___ DATA RECORDS ___
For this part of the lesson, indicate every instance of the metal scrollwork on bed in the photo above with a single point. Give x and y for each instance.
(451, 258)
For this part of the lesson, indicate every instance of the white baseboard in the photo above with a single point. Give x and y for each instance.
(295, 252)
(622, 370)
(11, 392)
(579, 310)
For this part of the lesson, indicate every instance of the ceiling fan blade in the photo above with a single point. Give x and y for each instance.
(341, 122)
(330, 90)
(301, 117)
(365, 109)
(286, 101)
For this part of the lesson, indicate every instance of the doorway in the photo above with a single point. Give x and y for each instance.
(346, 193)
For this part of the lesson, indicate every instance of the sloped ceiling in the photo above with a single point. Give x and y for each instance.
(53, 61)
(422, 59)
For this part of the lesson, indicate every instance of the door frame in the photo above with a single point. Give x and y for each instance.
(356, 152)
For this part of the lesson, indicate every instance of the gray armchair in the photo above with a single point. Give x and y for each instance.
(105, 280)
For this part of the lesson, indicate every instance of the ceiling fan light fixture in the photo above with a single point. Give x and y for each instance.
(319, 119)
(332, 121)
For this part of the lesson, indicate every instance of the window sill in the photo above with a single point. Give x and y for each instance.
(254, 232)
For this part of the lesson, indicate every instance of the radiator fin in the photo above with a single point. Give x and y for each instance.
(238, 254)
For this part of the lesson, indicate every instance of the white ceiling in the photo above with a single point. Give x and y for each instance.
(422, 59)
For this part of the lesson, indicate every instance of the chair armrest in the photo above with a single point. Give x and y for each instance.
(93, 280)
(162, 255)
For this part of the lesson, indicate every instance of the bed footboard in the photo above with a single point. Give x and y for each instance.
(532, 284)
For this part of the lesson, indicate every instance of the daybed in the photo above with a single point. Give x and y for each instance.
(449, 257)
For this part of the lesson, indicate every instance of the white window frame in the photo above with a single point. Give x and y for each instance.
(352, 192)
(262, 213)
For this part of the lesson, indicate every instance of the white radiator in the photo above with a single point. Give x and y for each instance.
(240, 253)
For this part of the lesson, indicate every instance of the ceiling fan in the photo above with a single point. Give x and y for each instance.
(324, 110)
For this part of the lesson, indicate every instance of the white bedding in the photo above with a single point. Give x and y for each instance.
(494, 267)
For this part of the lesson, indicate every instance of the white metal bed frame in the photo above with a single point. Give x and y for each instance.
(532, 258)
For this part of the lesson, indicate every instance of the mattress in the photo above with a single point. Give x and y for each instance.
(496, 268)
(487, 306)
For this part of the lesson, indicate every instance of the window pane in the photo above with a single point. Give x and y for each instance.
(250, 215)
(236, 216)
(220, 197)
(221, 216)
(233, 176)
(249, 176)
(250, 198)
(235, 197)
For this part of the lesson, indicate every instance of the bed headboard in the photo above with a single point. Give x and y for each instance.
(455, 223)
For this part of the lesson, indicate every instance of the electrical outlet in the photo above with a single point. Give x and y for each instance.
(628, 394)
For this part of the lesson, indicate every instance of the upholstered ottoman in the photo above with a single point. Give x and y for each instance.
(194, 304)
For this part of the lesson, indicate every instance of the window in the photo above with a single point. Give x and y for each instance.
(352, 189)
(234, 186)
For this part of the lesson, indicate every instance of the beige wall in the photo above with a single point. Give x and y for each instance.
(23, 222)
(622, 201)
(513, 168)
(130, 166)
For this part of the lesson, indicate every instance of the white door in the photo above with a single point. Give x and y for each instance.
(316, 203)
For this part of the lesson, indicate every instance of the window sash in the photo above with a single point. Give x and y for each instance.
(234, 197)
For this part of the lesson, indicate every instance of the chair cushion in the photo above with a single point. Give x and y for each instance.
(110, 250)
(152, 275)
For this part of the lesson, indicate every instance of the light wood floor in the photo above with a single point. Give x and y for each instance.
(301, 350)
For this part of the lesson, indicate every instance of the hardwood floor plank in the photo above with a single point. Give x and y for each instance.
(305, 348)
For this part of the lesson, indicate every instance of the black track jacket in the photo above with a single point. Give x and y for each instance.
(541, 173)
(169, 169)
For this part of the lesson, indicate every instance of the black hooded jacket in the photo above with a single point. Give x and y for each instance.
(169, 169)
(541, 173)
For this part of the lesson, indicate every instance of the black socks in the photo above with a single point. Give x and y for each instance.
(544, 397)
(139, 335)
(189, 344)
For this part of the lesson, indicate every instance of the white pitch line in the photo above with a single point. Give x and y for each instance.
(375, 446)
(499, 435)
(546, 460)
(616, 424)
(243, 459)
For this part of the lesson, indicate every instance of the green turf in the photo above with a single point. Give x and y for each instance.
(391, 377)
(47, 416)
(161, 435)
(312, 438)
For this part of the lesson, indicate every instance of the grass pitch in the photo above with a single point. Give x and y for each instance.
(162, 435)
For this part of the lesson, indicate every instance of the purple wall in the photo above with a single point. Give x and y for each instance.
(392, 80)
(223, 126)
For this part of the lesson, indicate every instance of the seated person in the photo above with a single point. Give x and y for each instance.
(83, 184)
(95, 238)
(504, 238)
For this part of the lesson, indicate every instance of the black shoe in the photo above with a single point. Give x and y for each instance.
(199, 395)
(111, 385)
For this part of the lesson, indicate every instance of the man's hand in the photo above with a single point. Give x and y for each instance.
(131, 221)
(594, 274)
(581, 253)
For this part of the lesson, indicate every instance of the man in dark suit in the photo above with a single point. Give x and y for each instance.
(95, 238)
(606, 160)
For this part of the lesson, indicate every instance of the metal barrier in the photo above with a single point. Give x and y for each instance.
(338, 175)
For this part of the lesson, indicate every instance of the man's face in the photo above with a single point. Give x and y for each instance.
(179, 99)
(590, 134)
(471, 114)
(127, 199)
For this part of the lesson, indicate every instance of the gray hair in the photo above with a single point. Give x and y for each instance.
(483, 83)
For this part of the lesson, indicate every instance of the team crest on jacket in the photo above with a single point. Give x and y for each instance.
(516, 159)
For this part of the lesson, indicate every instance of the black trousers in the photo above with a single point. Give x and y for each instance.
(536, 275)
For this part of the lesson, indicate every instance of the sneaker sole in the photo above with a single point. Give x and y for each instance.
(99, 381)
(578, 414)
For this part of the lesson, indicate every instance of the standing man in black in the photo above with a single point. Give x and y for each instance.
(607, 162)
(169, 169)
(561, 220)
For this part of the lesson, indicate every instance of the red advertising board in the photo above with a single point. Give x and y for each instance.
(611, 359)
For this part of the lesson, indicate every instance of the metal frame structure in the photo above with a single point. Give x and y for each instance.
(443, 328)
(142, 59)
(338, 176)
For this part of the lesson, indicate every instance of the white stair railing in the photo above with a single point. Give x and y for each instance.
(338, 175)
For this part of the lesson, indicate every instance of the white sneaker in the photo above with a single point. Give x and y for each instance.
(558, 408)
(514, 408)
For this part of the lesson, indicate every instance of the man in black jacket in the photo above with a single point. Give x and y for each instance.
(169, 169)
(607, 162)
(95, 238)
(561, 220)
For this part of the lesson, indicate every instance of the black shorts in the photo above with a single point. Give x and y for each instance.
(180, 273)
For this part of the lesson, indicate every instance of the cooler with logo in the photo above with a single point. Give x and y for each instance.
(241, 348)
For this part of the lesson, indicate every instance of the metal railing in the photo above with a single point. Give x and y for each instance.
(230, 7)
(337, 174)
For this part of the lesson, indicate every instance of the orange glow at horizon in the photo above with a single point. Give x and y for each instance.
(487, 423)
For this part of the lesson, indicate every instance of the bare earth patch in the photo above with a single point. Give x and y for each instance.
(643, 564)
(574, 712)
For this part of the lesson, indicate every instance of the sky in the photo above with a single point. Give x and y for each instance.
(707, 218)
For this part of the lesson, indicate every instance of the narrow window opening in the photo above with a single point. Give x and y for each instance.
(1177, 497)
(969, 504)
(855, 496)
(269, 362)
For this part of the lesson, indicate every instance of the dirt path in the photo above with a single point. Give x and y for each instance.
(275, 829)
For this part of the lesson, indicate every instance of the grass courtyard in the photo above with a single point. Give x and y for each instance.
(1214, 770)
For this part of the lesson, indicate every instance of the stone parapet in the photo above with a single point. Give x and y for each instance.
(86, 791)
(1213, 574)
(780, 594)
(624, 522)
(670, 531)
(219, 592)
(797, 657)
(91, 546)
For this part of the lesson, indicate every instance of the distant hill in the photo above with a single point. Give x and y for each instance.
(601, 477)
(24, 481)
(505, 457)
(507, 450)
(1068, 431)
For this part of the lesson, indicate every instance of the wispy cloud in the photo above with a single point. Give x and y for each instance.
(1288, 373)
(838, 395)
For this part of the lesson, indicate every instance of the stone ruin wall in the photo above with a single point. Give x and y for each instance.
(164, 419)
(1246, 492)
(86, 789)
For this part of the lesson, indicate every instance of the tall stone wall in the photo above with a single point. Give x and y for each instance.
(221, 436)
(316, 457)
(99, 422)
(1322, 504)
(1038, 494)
___
YOUR ASSIGNMENT:
In the data above, find the line containing "of the narrow", then copy it and every later line exactly.

RESPONSE AREA:
For this part of the lesson, indicate every instance of the narrow window opening in the photo above with a single point. Give x and y for each instance.
(1177, 497)
(969, 504)
(855, 496)
(269, 362)
For this part of the lesson, indicate every instance of the dirt path in the photo above with a single point. Give x and y for each instance.
(275, 829)
For this part of the lesson, indicate every instance of the grass courtyard in the photo above with a single point. Give x and y for each instance.
(1214, 770)
For this part of the lesson, indicate every instance of the stone parapet in the photo above with a single point. Give x and y for each instance.
(86, 791)
(1213, 574)
(780, 594)
(624, 522)
(670, 531)
(219, 592)
(797, 657)
(91, 546)
For this part of the lesson, indicate every instance of the distant hill in the photo above with a single point. Give x and y for each instance.
(601, 477)
(24, 481)
(505, 457)
(507, 450)
(1068, 431)
For this part of the lesson, indicate every instance of the wispy cloud in the photo above with a single point. Give x and y for each instance.
(1288, 373)
(838, 395)
For this part of the lesson, indicate every instance of the stone ruin wall in the photo above with a single point. Give x and y for each instance.
(164, 419)
(1246, 492)
(86, 789)
For this part of the lesson, indicate every instance of the tall stone wall in the photo above with a single point. Give x and y for each instance.
(221, 436)
(316, 457)
(99, 422)
(1322, 504)
(1038, 494)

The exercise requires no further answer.